### DOCUMENT EXCERPT
Sign in to follow this  

DX11 Puzzling Fill Rate

This topic is 2139 days old which is more than the 365 day threshold we allow for new replies. Please post a new topic.

If you intended to correct an error in the post then please contact us.

Recommended Posts

I've written a deferred renderer for DX11 and am optimizing its performance. While benchmarking fill rate, I ran into something puzzling. When I stub out one of the shaders used to render the scene (pre-lighting) so that it essentially has a null VS and its PS simply writes out constants to the GBuffers, I see a pretty significant increase in performance when rendering the scene. That seemed reasonable.

### EXTRACTED INFORMATION
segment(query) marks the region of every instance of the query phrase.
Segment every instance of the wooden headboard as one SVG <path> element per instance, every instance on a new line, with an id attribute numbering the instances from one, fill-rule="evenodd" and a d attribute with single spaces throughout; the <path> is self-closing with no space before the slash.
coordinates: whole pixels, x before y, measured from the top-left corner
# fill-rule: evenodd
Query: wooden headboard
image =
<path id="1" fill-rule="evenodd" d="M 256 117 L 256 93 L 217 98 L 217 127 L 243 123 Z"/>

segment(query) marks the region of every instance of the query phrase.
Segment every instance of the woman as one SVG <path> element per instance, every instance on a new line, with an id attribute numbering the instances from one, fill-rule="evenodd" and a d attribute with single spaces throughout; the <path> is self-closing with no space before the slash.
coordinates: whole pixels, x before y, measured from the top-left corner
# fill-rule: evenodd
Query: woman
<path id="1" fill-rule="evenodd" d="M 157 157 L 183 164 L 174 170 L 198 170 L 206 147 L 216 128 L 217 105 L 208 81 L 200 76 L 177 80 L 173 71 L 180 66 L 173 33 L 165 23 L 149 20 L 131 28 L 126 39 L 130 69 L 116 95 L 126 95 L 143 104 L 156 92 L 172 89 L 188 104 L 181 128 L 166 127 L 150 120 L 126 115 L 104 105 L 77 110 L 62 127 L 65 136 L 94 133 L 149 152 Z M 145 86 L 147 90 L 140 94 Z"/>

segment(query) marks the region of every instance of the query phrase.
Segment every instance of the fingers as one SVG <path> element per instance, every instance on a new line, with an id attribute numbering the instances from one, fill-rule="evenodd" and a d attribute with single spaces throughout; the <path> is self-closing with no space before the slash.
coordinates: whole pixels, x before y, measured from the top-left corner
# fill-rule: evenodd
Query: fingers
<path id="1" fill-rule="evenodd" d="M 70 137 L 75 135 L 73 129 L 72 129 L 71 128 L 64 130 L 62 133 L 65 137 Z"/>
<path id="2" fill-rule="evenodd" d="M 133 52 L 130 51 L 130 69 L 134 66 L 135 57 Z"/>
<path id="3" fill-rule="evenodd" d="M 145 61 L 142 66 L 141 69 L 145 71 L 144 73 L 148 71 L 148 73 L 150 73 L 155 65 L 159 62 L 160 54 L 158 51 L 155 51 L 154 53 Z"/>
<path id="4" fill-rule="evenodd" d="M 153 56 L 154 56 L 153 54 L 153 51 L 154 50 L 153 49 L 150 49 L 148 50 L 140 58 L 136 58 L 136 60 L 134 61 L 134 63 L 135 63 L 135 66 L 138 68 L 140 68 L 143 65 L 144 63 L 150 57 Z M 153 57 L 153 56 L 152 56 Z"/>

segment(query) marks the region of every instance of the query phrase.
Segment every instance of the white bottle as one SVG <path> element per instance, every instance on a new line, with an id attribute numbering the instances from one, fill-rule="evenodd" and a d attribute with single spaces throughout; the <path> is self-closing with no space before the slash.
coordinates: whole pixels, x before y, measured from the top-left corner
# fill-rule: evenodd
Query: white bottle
--
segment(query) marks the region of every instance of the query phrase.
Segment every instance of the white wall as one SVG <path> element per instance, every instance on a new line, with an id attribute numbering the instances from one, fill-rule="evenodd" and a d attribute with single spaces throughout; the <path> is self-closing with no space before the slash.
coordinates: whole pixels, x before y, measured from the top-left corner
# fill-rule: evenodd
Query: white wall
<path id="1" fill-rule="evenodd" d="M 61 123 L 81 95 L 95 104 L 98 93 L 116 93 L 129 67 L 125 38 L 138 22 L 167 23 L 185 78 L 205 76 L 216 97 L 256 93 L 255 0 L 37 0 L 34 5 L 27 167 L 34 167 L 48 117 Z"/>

### BRIEF 1
Name each abbreviation written entirely in capital letters in the fill-rate thread.
### BRIEF 2
Write the next part of the fill-rate thread, picking up right after its last sentence.

### RESULT 1
DX11, VS, PS

### RESULT 2
So then I started thinking about doing a depth prepass, but before going through the work of implementing it, I decided to first try a simple test to see if it had potential. For the test, I simply cleared the depth buffer to 0 instead of 1. The idea is that every pixel in the scene would then be rejected before the PS and I would see pretty much the same significant increase in performance as with the null shader above. However, I saw absolutely no speed increase at all.

Does this imply that my PS is being executed even if it's occluded by closer depth values? How is that possible?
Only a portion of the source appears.